— start of Material shown —

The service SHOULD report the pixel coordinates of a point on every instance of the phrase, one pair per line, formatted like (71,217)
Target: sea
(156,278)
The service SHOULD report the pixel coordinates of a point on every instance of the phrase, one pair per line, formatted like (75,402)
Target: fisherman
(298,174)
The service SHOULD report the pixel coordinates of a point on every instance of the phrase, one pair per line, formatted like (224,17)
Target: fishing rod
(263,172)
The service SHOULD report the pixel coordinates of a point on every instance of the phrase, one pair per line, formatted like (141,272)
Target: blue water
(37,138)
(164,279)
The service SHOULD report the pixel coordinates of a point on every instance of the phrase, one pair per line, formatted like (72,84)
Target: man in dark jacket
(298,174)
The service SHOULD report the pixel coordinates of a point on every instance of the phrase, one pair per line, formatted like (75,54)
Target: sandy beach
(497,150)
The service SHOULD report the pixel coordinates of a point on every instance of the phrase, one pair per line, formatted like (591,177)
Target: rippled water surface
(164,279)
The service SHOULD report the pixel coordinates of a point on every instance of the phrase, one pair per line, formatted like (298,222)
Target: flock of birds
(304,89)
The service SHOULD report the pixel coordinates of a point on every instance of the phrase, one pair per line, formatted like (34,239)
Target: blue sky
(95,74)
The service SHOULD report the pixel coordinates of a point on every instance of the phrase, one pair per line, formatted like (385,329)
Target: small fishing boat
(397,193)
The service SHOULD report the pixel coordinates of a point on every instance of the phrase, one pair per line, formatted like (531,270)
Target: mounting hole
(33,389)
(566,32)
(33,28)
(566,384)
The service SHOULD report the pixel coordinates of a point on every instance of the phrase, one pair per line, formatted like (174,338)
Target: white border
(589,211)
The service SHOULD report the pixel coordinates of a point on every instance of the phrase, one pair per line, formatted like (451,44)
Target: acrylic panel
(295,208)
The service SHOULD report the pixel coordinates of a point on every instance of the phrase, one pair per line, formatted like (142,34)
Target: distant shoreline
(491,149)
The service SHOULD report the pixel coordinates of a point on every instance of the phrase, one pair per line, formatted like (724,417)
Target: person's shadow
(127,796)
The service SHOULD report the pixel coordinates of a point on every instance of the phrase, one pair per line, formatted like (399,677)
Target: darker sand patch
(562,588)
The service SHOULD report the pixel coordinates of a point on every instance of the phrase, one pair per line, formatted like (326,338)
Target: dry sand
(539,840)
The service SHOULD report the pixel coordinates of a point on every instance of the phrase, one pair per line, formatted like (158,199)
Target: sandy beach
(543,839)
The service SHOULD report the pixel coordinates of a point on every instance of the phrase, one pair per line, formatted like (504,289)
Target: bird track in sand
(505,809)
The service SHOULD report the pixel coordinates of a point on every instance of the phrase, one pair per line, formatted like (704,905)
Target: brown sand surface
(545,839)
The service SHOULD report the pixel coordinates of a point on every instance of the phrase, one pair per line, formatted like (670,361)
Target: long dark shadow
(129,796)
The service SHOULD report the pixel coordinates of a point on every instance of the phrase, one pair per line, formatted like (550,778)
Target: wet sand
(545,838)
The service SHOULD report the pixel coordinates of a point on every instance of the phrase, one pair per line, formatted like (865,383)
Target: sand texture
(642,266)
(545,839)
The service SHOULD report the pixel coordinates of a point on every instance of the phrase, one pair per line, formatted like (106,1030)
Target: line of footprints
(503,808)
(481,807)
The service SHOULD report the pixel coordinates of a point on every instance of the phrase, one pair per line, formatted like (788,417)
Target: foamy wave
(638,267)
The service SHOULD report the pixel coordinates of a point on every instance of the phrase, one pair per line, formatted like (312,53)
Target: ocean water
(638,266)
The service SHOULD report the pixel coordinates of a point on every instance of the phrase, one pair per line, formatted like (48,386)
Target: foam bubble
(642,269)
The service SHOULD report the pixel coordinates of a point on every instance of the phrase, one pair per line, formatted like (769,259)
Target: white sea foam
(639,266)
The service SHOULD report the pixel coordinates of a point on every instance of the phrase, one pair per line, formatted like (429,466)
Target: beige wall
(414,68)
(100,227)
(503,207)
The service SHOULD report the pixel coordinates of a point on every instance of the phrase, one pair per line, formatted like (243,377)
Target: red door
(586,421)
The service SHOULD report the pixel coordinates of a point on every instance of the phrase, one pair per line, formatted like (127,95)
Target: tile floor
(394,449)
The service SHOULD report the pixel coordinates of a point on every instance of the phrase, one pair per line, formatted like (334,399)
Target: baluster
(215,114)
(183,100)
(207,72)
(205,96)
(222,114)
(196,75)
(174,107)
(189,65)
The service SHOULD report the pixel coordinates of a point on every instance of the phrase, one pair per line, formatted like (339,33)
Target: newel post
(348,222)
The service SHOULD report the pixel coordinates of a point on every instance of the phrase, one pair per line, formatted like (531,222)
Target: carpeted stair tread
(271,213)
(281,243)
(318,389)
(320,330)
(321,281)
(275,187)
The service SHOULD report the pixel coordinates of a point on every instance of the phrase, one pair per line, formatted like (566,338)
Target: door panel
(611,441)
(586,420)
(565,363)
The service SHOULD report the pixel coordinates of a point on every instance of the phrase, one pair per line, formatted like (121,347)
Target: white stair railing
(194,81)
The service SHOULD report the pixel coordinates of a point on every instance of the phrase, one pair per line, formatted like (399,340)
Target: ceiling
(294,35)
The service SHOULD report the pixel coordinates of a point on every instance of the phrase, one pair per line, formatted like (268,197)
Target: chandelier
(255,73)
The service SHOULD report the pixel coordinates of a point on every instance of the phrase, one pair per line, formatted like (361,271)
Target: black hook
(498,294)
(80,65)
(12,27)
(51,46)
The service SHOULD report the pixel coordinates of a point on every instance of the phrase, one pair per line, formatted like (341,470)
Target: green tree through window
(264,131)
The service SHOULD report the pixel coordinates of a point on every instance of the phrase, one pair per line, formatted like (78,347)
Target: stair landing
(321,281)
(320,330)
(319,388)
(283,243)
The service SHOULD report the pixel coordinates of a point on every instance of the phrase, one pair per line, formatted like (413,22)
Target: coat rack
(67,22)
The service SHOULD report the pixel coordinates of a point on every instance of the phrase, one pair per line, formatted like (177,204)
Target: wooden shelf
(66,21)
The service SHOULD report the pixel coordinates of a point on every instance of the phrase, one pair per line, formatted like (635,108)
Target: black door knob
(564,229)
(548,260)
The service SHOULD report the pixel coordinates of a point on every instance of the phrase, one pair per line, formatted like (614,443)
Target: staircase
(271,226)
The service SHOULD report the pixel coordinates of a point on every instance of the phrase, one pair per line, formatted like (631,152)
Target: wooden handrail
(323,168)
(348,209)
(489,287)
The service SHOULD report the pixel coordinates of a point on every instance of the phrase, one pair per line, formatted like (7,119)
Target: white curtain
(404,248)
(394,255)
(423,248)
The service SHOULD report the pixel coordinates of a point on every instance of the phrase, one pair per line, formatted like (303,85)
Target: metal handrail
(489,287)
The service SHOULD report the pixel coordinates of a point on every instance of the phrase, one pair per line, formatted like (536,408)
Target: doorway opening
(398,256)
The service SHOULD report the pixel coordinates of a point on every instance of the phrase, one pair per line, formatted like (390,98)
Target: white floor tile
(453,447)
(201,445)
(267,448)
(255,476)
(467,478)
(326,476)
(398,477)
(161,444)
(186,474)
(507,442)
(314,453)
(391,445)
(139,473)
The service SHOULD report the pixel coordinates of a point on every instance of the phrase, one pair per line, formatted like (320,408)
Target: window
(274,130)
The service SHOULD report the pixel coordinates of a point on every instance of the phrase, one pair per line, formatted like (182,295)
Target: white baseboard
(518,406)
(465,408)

— end of Material shown —

**Exercise details:** Each entry above is to be printed again exactly.

**Task solution:**
The service SHOULD report the pixel coordinates of a point on every instance of the phrase, one pair per line, formatted like (71,217)
Target: sea
(156,278)
The service SHOULD report the pixel coordinates of a point on every instance of the phrase, one pair per line, formatted like (75,402)
Target: fisherman
(298,174)
The service SHOULD report the pixel coordinates of a point on every instance of the phrase, one pair per line, formatted like (224,17)
Target: fishing rod
(263,172)
The service SHOULD report the pixel coordinates of a point on every instance of the phrase, one pair per line, formatted like (141,272)
Target: blue water
(37,138)
(164,279)
The service SHOULD report the pixel coordinates of a point on every instance of the phrase, one pair per line, formatted like (72,84)
Target: man in dark jacket
(298,174)
The service SHOULD report the pixel coordinates of a point on every instance of the phrase, one pair per line, formatted like (75,54)
Target: sandy beach
(497,150)
The service SHOULD report the pixel coordinates of a point on every instance of the phrase, one pair per line, formatted like (591,177)
Target: rippled water surface
(164,279)
The service SHOULD report the pixel coordinates of a point on every instance of the phrase, one pair per line, formatted like (298,222)
Target: flock of birds
(304,89)
The service SHOULD report the pixel coordinates of a point on every instance of the phrase, one pair per line, formatted like (34,239)
Target: blue sky
(95,74)
The service SHOULD report the pixel coordinates of a point on every instance of the phrase, one pair per line, formatted like (385,329)
Target: small fishing boat
(397,193)
The service SHOULD report the pixel coordinates of a point on every instance of the phrase, one pair per line, formatted like (531,270)
Target: mounting hole
(33,389)
(566,32)
(33,28)
(566,384)
The service SHOULD report the pixel coordinates of a point on every instance of the phrase, one pair per line, formatted like (174,338)
Target: white border
(589,211)
The service SHOULD report the pixel coordinates of a point on every instance of the phrase, one pair per line, formatted like (451,44)
Target: acrylic panel
(295,208)
The service SHOULD report the pixel coordinates of a point on every instance of the phrase, one pair per line, formatted like (142,34)
Target: distant shoreline
(491,149)
The service SHOULD report the pixel coordinates of a point on every instance of the phrase, one pair per line, formatted like (724,417)
Target: person's shadow
(127,796)
The service SHOULD report the pixel coordinates of a point on every instance of the phrase, one pair per line, formatted like (399,677)
Target: darker sand patch
(562,588)
The service SHOULD report the pixel coordinates of a point on every instance of the phrase, one pair per line, formatted like (326,338)
Target: dry sand
(539,840)
The service SHOULD report the pixel coordinates of a point on every instance of the phrase, one pair per line, formatted like (158,199)
Target: sandy beach
(543,839)
The service SHOULD report the pixel coordinates of a point on every instance of the phrase, one pair per line, formatted like (504,289)
Target: bird track in sand
(505,809)
The service SHOULD report the pixel coordinates of a point on every instance of the phrase, one pair per line, formatted like (704,905)
Target: brown sand surface
(545,839)
The service SHOULD report the pixel coordinates of a point on every instance of the phrase, one pair per line, formatted like (670,361)
Target: long dark shadow
(129,796)
The service SHOULD report the pixel coordinates of a point on every instance of the phrase, one pair per line, formatted like (550,778)
Target: wet sand
(545,838)
The service SHOULD report the pixel coordinates of a point on every instance of the phrase, one pair per line, formatted like (865,383)
Target: sand texture
(642,266)
(545,839)
The service SHOULD report the pixel coordinates of a point on every instance of the phrase, one pair per line, formatted like (106,1030)
Target: line of footprints
(503,808)
(481,807)
The service SHOULD report the pixel coordinates of a point on every instance of the phrase, one pair per line, formatted like (788,417)
Target: foamy wave
(638,267)
The service SHOULD report the pixel coordinates of a point on every instance of the phrase, one pair per line, formatted like (312,53)
Target: ocean water
(638,266)
The service SHOULD report the pixel coordinates of a point on every instance of the phrase, one pair per line, formatted like (48,386)
Target: foam bubble
(642,269)
The service SHOULD report the pixel coordinates of a point on every instance of the phrase, one pair per line, formatted like (769,259)
Target: white sea foam
(639,266)
The service SHOULD report the pixel coordinates of a point on every instance of the phrase, one pair per line, formatted like (429,466)
Target: beige wall
(414,68)
(100,227)
(503,207)
The service SHOULD report the pixel coordinates of a point on every instance of the phrase, one pair per line, formatted like (243,377)
Target: red door
(586,421)
The service SHOULD report the pixel coordinates of a point on every instance of the phrase, one pair per line, formatted like (127,95)
Target: tile floor
(394,449)
The service SHOULD report the pixel coordinates of a point on every instance of the phrase, one pair per line, formatted like (334,399)
Target: baluster
(215,114)
(183,100)
(207,72)
(205,96)
(222,114)
(196,75)
(174,107)
(189,65)
The service SHOULD report the pixel coordinates of a point on every instance of the phrase, one pair per line, formatted like (339,33)
Target: newel post
(348,222)
The service SHOULD report the pixel coordinates of a point on every instance of the phrase, one pair per line, formatted like (531,222)
Target: carpeted stair tread
(271,213)
(281,243)
(318,389)
(320,330)
(321,281)
(275,187)
The service SHOULD report the pixel coordinates of a point on every instance of the phrase, one pair per line, formatted like (566,338)
Target: door panel
(611,441)
(586,420)
(565,363)
The service SHOULD report the pixel coordinates of a point on every instance of the phrase, one pair per line, formatted like (121,347)
Target: white stair railing
(194,81)
The service SHOULD report the pixel coordinates of a point on every instance of the phrase, one pair per line, formatted like (399,340)
Target: ceiling
(294,35)
The service SHOULD report the pixel coordinates of a point on every instance of the phrase, one pair per line, formatted like (268,197)
Target: chandelier
(255,73)
The service SHOULD report the pixel coordinates of a point on every instance of the phrase, one pair per line, formatted like (361,271)
Target: black hook
(498,294)
(80,65)
(12,27)
(51,46)
The service SHOULD report the pixel coordinates of a point on every instance of the phrase, one pair per line, formatted like (341,470)
Target: green tree through window
(264,131)
The service SHOULD report the pixel coordinates of a point on every instance of the phrase, one pair per line, formatted like (78,347)
Target: stair landing
(321,281)
(320,330)
(319,388)
(283,243)
The service SHOULD report the pixel coordinates of a point on every instance of the phrase, one pair per line, formatted like (413,22)
Target: coat rack
(67,22)
The service SHOULD report the pixel coordinates of a point on every instance of the phrase, one pair per line, formatted like (177,204)
Target: wooden shelf
(66,21)
The service SHOULD report the pixel coordinates of a point on every instance of the phrase, one pair per line, formatted like (635,108)
Target: black door knob
(564,229)
(548,260)
The service SHOULD report the pixel coordinates of a point on every instance of the phrase, one pair per line, formatted like (614,443)
Target: staircase
(271,226)
The service SHOULD report the pixel coordinates of a point on every instance of the phrase, one pair per line, formatted like (631,152)
Target: wooden handrail
(323,168)
(348,209)
(489,287)
The service SHOULD report the pixel coordinates of a point on every instance of the phrase, one pair per line, formatted like (7,119)
Target: white curtain
(404,248)
(394,255)
(423,248)
The service SHOULD report the pixel coordinates of a point on every instance of the phrase, one pair per line, formatted like (303,85)
Target: metal handrail
(489,287)
The service SHOULD report the pixel coordinates of a point on every instance of the phrase, one pair per line, formatted like (536,408)
Target: doorway opening
(398,256)
The service SHOULD report the pixel coordinates of a point on every instance of the phrase, one pair per line, formatted like (390,98)
Target: white floor tile
(453,447)
(201,445)
(267,448)
(255,476)
(467,478)
(326,476)
(398,477)
(161,444)
(186,474)
(507,442)
(314,453)
(391,445)
(139,473)
The service SHOULD report the pixel coordinates of a point on every instance of the phrase, one pair per line, formatted like (320,408)
Target: window
(274,130)
The service SHOULD report the pixel coordinates of a point on every instance of the phrase, one pair per line, formatted like (182,295)
Target: white baseboard
(518,406)
(465,408)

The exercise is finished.